The problem: Take down each entry exactly as written.

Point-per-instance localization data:

================================

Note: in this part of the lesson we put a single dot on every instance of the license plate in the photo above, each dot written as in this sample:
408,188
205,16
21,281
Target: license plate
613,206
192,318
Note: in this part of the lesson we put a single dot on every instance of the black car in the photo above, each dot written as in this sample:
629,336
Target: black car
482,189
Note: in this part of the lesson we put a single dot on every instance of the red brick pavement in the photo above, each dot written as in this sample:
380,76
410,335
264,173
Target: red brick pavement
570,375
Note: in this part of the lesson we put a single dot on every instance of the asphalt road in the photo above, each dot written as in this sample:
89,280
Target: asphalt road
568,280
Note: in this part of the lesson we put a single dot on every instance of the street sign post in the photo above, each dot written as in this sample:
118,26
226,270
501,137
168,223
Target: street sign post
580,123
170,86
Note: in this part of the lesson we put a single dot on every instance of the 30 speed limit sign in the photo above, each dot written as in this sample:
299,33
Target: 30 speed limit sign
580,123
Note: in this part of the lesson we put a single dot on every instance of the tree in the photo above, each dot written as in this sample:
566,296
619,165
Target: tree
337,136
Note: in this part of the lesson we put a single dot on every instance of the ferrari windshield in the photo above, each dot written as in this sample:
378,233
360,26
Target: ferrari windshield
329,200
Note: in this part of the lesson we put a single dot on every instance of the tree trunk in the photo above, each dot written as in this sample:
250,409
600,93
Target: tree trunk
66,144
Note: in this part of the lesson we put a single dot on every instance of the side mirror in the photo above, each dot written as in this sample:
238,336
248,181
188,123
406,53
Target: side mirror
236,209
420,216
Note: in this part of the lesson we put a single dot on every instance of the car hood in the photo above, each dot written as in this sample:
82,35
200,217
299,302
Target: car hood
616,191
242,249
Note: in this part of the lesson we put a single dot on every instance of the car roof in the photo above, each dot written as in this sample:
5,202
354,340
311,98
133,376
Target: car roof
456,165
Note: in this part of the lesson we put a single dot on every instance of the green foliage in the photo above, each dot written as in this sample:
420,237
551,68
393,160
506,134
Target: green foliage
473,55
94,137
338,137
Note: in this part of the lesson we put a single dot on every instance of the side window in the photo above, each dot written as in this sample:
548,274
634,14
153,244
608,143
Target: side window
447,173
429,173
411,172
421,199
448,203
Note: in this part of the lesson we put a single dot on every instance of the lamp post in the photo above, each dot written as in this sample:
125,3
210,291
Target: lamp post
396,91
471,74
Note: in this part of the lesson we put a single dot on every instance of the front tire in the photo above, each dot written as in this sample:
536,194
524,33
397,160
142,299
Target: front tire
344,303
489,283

================================

Response to this task:
Note: in this part of the lesson we put a single dot on every instance of the license plate in the photo above, each dot written as in this sample:
408,188
205,16
21,281
Target: license plate
613,206
192,318
Note: in this part of the lesson we put a single dot on every instance of the black car in the photo above, each dot written as in this sample:
629,336
Target: black car
482,189
Note: in this part of the lesson we put a single dot on every instance of the red brick pavement in the photo above, each dot written as in this sample:
380,76
410,335
264,173
Target: red brick pavement
570,375
Note: in this part of the lesson we put a single dot on every instance of the asphalt road in the photo above, each dot written as in this sample:
89,280
Target: asphalt road
568,280
Note: in this part of the lesson we put a single dot on every instance of the street sign post in the photo above, each dot written as in this sample:
118,26
226,270
501,137
168,223
Target: street sign post
580,123
170,86
Note: in this part of the lesson we put a single dot on every instance of the 30 speed limit sign in the photo above, each dot written as in this sample:
299,33
Target: 30 speed limit sign
580,123
Note: in this part of the lesson we put a single dot on every instance of the tree in the photo above, each dot written as in this sample:
566,296
619,165
Target: tree
337,136
Note: in this part of the lesson we put a single dot on every instance of the ferrari windshield in the photo above, each dot written as in this sample:
378,233
360,26
Target: ferrari windshield
329,200
Note: in this part of the lesson we put a single dot on every instance of the tree trunk in the photo above, each dot written as in this sample:
250,409
600,93
Target: tree trunk
66,144
Note: in this part of the lesson we put a single dot on every instance of the side mirror in the photo above, each dot written as in this sample:
238,336
248,181
188,123
406,53
Target: side mirror
236,209
420,216
Note: in this part of the lesson we put a single dot on every instance of the car hood in the photo above, each dot written as in this sample:
82,35
200,217
299,302
Target: car hood
616,191
242,249
Note: in this part of the lesson we put a single dot on every instance of the car roof in the photo above, each dot written as in this sample:
5,202
354,340
311,98
133,376
Target: car roof
456,165
Note: in this part of the lesson we put a single dot on every instance of the green foliage in the photo above, each dot written as in this sample:
420,237
551,68
393,160
506,134
Target: green foliage
473,55
94,137
338,137
Note: in this part of the lesson we put a single dot on every instance of the side window in the photo above, each dot written as in this sample:
548,274
634,14
153,244
608,143
Target: side window
447,173
429,173
411,172
421,199
448,203
Note: in this part of the lesson we put a single dot on every instance of the lamp post in the photo above, each dot written as in this sample:
125,3
210,291
Target: lamp post
396,91
471,74
Note: in this part of the lesson we put a single dot on every instance of the front tire in the photo above, each dot written as in this sample:
536,194
524,33
397,160
142,299
Target: front tire
344,303
489,283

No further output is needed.